**課題**: 以下のデータの冒頭から「pixel 82 28」を含む行までを、両端を含めて空行を除いた番号付きリストに並べること。画像は解答に入れないこと。

ラベル付き対象の位置指定データ
▽

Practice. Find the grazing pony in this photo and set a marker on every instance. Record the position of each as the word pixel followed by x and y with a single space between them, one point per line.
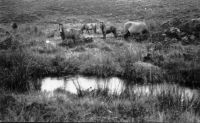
pixel 88 27
pixel 135 28
pixel 109 29
pixel 69 34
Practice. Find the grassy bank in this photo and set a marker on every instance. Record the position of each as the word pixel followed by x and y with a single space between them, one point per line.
pixel 35 50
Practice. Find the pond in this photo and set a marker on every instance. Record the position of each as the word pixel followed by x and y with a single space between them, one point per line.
pixel 114 85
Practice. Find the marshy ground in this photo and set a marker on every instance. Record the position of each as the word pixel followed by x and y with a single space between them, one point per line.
pixel 35 51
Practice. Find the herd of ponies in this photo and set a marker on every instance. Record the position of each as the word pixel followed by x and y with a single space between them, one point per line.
pixel 134 29
pixel 131 28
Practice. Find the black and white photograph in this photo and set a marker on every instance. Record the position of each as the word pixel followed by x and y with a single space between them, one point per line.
pixel 132 61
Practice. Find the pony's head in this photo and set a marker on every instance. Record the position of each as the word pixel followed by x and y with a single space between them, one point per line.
pixel 61 30
pixel 102 26
pixel 14 25
pixel 82 28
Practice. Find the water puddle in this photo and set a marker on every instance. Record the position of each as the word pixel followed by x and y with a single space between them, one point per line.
pixel 114 85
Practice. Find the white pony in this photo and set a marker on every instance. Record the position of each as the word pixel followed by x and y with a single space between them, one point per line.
pixel 135 28
pixel 88 27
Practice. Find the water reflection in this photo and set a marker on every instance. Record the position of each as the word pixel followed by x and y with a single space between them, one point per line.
pixel 114 86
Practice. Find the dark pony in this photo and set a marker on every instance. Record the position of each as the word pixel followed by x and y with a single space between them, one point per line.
pixel 71 34
pixel 88 27
pixel 106 30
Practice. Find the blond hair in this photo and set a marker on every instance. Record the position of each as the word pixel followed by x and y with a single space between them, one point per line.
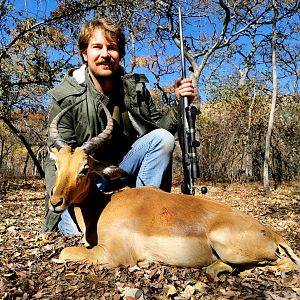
pixel 111 30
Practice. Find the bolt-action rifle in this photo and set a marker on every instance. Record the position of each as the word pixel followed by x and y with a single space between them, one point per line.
pixel 187 133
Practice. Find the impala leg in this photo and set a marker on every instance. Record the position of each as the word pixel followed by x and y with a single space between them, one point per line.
pixel 95 255
pixel 216 268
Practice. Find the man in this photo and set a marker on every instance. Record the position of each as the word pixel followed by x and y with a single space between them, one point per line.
pixel 142 141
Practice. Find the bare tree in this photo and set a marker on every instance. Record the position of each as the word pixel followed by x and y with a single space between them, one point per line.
pixel 274 97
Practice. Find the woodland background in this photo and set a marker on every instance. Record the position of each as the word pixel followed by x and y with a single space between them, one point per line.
pixel 244 59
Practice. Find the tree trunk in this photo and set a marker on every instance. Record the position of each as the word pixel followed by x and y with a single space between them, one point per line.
pixel 273 105
pixel 25 143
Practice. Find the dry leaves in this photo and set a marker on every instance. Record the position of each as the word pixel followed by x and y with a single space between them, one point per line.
pixel 30 269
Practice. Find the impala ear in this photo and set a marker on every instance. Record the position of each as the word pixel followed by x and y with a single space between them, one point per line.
pixel 52 153
pixel 106 170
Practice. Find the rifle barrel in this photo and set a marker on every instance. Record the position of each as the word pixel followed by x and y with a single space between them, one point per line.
pixel 183 72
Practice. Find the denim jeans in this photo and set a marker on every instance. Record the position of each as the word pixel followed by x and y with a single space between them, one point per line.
pixel 147 162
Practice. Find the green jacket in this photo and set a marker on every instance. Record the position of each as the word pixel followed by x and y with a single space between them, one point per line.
pixel 85 120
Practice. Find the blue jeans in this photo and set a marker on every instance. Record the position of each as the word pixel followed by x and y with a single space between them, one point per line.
pixel 148 162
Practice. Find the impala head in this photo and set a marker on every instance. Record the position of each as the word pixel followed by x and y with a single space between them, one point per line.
pixel 75 167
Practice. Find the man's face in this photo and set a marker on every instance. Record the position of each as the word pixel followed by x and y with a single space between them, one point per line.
pixel 102 56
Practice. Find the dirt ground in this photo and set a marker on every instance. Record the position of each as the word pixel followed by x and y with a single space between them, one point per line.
pixel 30 269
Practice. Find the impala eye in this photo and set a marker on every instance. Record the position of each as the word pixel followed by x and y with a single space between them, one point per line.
pixel 84 171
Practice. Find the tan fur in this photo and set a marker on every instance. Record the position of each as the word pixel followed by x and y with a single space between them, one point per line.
pixel 149 224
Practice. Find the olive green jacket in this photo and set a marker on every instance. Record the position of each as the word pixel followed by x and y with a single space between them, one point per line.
pixel 85 120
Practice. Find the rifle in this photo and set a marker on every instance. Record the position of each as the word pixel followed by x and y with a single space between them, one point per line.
pixel 187 133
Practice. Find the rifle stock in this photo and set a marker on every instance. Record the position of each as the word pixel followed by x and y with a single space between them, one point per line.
pixel 186 131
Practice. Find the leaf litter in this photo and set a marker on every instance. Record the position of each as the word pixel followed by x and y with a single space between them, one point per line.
pixel 30 268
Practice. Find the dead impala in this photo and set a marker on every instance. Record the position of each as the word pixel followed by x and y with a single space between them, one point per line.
pixel 149 224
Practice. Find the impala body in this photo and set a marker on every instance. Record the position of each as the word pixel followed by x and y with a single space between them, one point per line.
pixel 149 224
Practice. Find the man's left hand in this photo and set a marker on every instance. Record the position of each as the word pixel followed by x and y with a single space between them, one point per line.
pixel 184 87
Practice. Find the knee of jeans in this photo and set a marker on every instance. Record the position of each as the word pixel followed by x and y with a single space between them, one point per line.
pixel 166 139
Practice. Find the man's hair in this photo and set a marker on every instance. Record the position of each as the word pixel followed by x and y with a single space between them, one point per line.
pixel 111 30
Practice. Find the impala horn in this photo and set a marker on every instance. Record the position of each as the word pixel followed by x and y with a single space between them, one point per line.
pixel 88 147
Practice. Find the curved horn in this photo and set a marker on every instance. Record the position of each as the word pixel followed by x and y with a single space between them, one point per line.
pixel 93 144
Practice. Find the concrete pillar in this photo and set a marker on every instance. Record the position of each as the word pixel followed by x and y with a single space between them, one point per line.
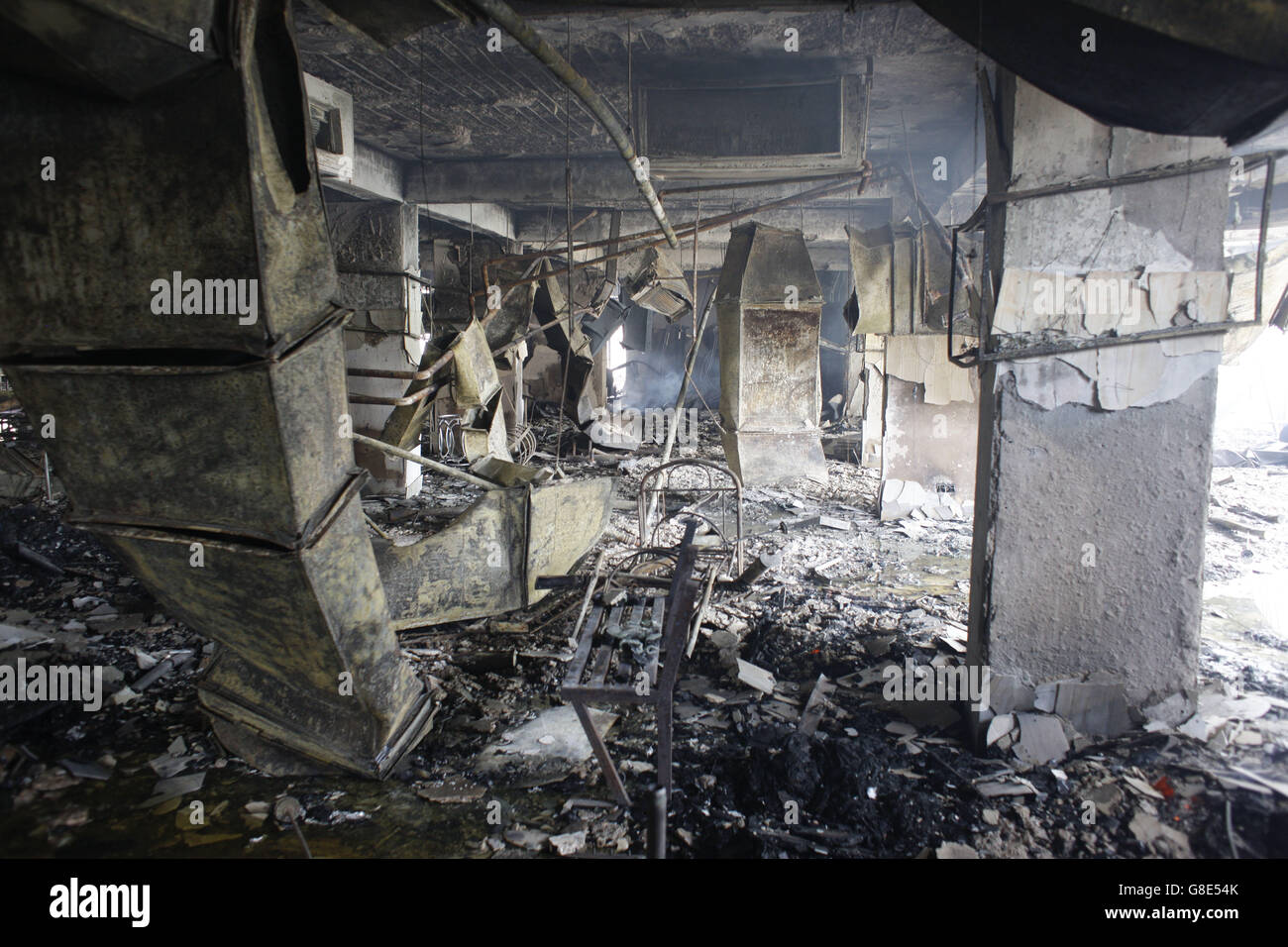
pixel 1093 467
pixel 927 458
pixel 376 248
pixel 769 304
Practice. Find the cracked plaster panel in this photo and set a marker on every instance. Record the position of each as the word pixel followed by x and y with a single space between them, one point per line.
pixel 1115 376
pixel 1145 240
pixel 1171 224
pixel 922 360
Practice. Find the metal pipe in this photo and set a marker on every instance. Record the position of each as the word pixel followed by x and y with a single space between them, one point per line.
pixel 820 191
pixel 424 462
pixel 528 38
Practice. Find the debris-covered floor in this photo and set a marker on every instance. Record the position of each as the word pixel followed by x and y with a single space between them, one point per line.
pixel 506 771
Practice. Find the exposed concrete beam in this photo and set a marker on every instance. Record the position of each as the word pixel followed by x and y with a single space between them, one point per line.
pixel 522 180
pixel 822 224
pixel 487 218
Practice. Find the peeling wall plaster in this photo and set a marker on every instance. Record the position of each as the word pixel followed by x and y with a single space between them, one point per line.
pixel 1047 305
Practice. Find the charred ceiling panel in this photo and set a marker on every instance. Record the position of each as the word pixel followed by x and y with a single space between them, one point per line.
pixel 760 121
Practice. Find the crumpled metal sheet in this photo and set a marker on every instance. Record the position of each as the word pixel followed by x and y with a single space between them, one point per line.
pixel 124 210
pixel 296 625
pixel 487 561
pixel 256 445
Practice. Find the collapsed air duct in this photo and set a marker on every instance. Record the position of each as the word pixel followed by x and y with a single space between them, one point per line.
pixel 206 447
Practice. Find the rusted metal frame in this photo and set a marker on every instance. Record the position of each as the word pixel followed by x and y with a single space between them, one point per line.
pixel 528 38
pixel 674 631
pixel 605 762
pixel 702 608
pixel 679 607
pixel 643 505
pixel 982 354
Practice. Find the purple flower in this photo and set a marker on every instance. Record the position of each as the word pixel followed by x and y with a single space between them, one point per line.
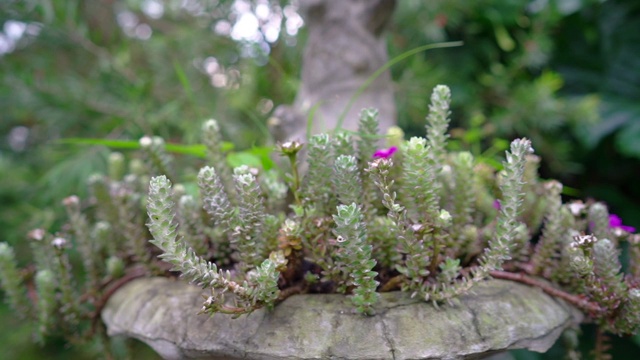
pixel 615 222
pixel 385 153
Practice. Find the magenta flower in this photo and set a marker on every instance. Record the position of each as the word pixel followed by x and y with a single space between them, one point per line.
pixel 615 222
pixel 385 153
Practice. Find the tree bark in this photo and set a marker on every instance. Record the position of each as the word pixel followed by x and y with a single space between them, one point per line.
pixel 345 47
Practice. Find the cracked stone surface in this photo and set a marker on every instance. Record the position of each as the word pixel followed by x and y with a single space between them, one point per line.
pixel 498 315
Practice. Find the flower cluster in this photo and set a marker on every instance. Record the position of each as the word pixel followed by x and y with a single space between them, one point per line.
pixel 364 218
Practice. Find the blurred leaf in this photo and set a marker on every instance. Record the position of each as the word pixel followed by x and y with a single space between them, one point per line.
pixel 616 112
pixel 628 139
pixel 195 150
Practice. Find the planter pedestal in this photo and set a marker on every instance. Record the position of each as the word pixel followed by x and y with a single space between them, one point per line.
pixel 498 315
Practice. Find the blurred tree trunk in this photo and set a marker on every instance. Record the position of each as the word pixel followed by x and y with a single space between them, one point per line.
pixel 344 48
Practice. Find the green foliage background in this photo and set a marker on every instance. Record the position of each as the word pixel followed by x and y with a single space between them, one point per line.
pixel 564 73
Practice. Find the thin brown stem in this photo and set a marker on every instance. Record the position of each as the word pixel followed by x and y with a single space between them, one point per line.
pixel 582 303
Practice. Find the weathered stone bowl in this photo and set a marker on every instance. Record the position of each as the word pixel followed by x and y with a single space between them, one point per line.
pixel 497 315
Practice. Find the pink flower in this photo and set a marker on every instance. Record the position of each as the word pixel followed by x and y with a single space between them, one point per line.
pixel 615 222
pixel 385 153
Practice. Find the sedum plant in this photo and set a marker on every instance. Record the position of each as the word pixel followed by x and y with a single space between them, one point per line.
pixel 361 219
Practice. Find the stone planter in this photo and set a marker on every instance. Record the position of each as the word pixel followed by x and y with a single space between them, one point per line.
pixel 498 315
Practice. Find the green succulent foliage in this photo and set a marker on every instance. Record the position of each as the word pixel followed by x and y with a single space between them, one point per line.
pixel 433 229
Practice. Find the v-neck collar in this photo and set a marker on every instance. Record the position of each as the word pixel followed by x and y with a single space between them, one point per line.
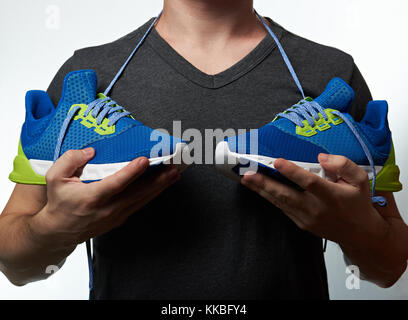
pixel 185 68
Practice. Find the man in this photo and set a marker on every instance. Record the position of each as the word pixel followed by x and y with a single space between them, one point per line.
pixel 209 64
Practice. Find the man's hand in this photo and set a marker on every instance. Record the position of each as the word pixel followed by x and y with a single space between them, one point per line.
pixel 341 210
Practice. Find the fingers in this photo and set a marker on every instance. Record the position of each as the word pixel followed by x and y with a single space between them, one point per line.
pixel 345 169
pixel 69 163
pixel 117 182
pixel 304 179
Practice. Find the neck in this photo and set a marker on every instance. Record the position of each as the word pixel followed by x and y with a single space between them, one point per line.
pixel 208 20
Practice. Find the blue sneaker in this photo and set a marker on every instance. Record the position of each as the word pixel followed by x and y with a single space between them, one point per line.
pixel 84 119
pixel 317 126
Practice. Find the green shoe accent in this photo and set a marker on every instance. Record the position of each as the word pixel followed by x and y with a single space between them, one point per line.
pixel 22 172
pixel 388 178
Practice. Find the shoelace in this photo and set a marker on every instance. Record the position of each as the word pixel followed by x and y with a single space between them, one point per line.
pixel 100 109
pixel 309 110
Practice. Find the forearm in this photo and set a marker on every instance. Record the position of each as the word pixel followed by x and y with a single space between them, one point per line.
pixel 381 258
pixel 25 254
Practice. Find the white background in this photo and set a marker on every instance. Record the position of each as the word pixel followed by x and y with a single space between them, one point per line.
pixel 34 45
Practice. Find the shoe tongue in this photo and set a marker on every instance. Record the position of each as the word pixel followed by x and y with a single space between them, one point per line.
pixel 337 95
pixel 80 87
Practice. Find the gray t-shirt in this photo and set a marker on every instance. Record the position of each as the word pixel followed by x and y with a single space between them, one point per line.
pixel 208 237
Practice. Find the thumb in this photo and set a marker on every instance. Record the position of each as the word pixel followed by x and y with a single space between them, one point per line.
pixel 69 163
pixel 340 168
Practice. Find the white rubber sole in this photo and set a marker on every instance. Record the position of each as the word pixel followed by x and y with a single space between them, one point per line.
pixel 93 172
pixel 226 161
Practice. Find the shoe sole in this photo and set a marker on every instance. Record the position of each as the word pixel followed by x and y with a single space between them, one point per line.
pixel 94 172
pixel 234 165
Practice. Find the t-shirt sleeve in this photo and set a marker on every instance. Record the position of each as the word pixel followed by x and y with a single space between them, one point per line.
pixel 362 94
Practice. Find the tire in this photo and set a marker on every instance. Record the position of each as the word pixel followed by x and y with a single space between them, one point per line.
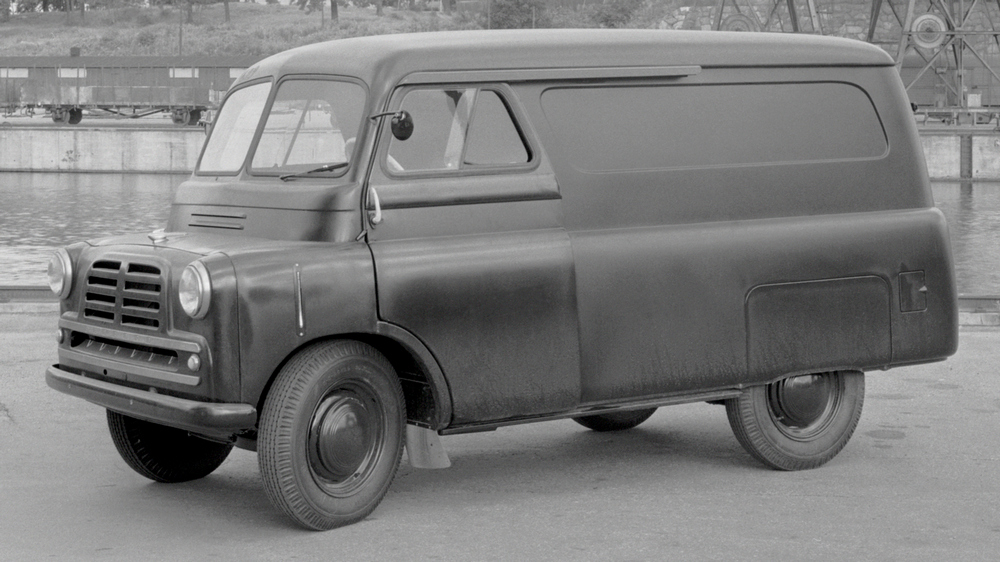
pixel 615 421
pixel 331 434
pixel 162 453
pixel 799 422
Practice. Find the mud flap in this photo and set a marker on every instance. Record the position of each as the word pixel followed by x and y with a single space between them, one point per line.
pixel 424 449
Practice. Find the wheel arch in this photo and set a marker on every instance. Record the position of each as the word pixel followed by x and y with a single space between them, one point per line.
pixel 425 390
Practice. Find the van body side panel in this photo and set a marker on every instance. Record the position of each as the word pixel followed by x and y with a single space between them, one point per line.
pixel 487 287
pixel 682 270
pixel 290 296
pixel 833 324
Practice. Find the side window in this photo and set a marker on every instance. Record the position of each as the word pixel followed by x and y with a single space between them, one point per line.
pixel 457 129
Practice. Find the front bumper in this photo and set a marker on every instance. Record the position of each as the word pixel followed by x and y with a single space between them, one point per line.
pixel 221 420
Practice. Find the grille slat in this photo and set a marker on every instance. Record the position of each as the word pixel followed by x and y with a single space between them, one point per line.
pixel 125 293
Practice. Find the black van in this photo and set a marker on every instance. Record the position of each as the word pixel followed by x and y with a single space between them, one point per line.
pixel 393 238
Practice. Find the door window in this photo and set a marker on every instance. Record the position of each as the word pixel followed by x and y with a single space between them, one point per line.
pixel 457 129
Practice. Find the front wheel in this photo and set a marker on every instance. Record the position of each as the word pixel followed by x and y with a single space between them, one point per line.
pixel 799 422
pixel 331 434
pixel 164 454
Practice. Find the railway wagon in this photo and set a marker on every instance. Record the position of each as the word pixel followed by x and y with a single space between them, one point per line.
pixel 64 87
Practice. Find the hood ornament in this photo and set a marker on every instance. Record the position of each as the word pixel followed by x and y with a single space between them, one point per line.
pixel 158 236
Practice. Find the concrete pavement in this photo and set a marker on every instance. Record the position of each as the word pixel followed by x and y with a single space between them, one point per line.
pixel 919 481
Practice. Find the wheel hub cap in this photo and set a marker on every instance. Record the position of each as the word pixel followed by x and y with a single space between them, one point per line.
pixel 804 404
pixel 340 439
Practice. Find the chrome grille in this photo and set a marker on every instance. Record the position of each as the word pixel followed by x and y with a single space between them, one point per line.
pixel 125 293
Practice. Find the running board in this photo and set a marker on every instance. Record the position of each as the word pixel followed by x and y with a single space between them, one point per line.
pixel 595 409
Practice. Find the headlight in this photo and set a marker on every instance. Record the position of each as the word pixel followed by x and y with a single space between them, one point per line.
pixel 195 290
pixel 61 273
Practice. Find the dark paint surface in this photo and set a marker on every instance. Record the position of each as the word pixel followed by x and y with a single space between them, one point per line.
pixel 548 290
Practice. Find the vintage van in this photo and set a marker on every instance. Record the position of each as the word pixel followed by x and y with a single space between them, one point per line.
pixel 388 239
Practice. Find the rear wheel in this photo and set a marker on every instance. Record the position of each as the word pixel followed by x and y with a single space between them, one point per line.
pixel 331 434
pixel 164 454
pixel 615 421
pixel 799 422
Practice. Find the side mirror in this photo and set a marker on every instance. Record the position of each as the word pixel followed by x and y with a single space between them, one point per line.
pixel 402 125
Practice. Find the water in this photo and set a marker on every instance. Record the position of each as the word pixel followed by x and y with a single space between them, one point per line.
pixel 42 211
pixel 39 212
pixel 973 211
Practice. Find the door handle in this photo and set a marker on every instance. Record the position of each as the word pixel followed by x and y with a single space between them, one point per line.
pixel 374 216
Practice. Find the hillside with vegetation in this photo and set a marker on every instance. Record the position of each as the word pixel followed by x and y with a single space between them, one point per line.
pixel 264 29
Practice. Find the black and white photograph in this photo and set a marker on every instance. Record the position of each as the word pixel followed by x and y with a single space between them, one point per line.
pixel 500 280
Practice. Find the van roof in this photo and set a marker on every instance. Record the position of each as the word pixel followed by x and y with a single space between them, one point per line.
pixel 386 59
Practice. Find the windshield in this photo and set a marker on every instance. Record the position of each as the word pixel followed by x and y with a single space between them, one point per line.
pixel 312 123
pixel 233 130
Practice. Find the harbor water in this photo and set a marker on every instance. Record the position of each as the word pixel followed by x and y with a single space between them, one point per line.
pixel 42 211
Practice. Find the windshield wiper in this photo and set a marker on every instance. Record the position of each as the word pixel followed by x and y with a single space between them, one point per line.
pixel 327 168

△

**解答例**:
1. Practice. Find the grazing pony in this photo and set a marker on every instance. Record the position of each as the word pixel followed by x and y with a single space between them, one point per line.
2. pixel 88 27
3. pixel 135 28
4. pixel 109 29
5. pixel 69 34
6. Practice. Find the grassy bank in this photo and set a marker on every instance. Record the position of each as the word pixel followed by x and y with a single space between them, one point per line.
7. pixel 35 50
8. Practice. Find the pond in this photo and set a marker on every instance. Record the position of each as the word pixel followed by x and y with a single space between them, one point per line.
9. pixel 114 85
10. Practice. Find the marshy ground in this photo and set a marker on every instance. Record the position of each as the word pixel followed by x and y with a single space between them, one point per line.
11. pixel 35 51
12. Practice. Find the herd of ponies in this photo and set a marker on every instance. Record the position of each as the word pixel followed by x and y with a single space between them, one point per line.
13. pixel 134 29
14. pixel 131 28
15. Practice. Find the black and white photograph in this photo and set a marker on every instance. Record the position of each as the word pixel followed by x and y with a single space between them, one point per line.
16. pixel 132 61
17. Practice. Find the pony's head in this photo and set a marker on every instance. Record the position of each as the word pixel followed by x and y with a single space between them, one point per line.
18. pixel 61 30
19. pixel 102 26
20. pixel 14 25
21. pixel 82 28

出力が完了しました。